* _TASK TO CARRY OUT_
Reproduce verbatim the part of the clinical LLM membership inference text starting at "Exploring Membership Inference" and ending at "incomplete privacy resistance.".

* _TEXT PROVIDED_
- - - - -
Exploring Membership Inference Vulnerabilities in Clinical Large Language Models
Alexander Nemecek 1, Zebin Yun 2, Zahra Rahmani 1, Yaniv Harel 2, Vipin Chaudhary 1, Mahmood Sharif 2, Erman Ayday 1
Published on arXiv
2510.18674
Membership Inference Attack
OWASP ML Top 10 — ML04
Sensitive Information Disclosure
OWASP LLM Top 10 — LLM06
Key Finding
Clinical LLMs fine-tuned on EHR data exhibit limited but measurable membership leakage under both loss-based and paraphrase-perturbation attacks, indicating partial but incomplete privacy resistance.
Paraphrasing-based MIA
Novel technique introduced
As large language models (LLMs) become progressively more embedded in clinical decision-support, documentation, and patient-information systems, ensuring their privacy and trustworthiness has emerged as an imperative challenge for the healthcare sector. Fine-tuning LLMs on sensitive electronic health record (EHR) data improves domain alignment but also raises the risk of exposing patient information through model behaviors. In this work-in-progress, we present an exploratory empirical study on membership inference vulnerabilities in clinical LLMs, focusing on whether adversaries can infer if specific patient records were used during model training. Using a state-of-the-art clinical question-answering model, Llemr, we evaluate both canonical loss-based attacks and a domain-motivated paraphrasing-based perturbation strategy that more realistically reflects clinical adversarial conditions. Our preliminary findings reveal limited but measurable membership leakage, suggesting that current clinical LLMs provide partial resistance yet remain susceptible to subtle privacy risks that could undermine trust in clinical AI adoption. These results motivate continued development of context-aware, domain-specific privacy evaluations and defenses such as differential privacy fine-tuning and paraphrase-aware training, to strengthen the security and trustworthiness of healthcare AI systems.
- - - - -
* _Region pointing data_
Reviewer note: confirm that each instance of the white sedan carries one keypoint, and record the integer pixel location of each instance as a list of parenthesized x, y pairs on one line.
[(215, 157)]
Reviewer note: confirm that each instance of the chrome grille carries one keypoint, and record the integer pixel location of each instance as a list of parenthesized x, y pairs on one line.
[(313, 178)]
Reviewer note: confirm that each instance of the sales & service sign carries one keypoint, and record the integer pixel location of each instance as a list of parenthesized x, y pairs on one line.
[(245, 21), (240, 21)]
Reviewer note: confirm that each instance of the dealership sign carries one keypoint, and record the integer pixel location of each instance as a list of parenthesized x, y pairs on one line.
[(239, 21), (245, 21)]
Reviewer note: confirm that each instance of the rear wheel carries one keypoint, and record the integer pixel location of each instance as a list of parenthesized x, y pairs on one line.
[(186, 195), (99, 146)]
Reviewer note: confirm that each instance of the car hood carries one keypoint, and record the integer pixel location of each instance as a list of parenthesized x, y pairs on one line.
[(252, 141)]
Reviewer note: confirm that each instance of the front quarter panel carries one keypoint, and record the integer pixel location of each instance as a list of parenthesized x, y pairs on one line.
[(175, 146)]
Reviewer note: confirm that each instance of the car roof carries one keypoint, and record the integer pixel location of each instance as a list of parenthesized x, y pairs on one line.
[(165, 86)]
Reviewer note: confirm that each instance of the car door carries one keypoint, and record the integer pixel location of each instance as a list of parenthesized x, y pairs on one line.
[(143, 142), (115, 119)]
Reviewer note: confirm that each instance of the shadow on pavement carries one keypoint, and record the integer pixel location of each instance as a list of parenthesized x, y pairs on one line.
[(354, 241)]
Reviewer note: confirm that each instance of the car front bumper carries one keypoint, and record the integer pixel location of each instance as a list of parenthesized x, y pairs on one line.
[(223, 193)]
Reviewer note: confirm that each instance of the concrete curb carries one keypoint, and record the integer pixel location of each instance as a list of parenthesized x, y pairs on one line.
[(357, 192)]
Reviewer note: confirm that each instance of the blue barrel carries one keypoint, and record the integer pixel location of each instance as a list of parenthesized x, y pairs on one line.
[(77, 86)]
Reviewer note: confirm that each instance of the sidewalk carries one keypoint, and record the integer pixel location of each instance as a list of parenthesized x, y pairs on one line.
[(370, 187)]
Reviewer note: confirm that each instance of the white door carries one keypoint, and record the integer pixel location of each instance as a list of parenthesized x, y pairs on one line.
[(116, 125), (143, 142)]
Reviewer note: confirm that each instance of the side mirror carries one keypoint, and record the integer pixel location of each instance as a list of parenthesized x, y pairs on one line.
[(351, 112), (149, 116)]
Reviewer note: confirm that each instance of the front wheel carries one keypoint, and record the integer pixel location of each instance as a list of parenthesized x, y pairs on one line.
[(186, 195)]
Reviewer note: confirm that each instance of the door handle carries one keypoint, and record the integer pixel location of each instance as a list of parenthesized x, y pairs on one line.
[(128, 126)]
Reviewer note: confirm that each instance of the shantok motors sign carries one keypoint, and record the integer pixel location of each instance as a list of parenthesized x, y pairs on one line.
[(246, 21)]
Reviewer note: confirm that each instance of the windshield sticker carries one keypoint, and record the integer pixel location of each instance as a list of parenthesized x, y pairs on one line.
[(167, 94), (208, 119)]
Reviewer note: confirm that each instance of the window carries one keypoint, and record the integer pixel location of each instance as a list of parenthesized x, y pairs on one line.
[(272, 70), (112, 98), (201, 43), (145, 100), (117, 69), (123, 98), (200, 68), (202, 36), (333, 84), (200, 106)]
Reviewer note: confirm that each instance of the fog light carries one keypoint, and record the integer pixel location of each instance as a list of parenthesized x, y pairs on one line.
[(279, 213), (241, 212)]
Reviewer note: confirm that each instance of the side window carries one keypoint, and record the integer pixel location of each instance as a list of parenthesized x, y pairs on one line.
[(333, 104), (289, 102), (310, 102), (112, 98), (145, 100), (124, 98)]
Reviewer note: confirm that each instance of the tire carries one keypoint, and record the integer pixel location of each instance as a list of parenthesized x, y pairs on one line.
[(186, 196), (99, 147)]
- - - - -
* _REPLY_
Exploring Membership Inference Vulnerabilities in Clinical Large Language Models
Alexander Nemecek 1, Zebin Yun 2, Zahra Rahmani 1, Yaniv Harel 2, Vipin Chaudhary 1, Mahmood Sharif 2, Erman Ayday 1
Published on arXiv
2510.18674
Membership Inference Attack
OWASP ML Top 10 — ML04
Sensitive Information Disclosure
OWASP LLM Top 10 — LLM06
Key Finding
Clinical LLMs fine-tuned on EHR data exhibit limited but measurable membership leakage under both loss-based and paraphrase-perturbation attacks, indicating partial but incomplete privacy resistance.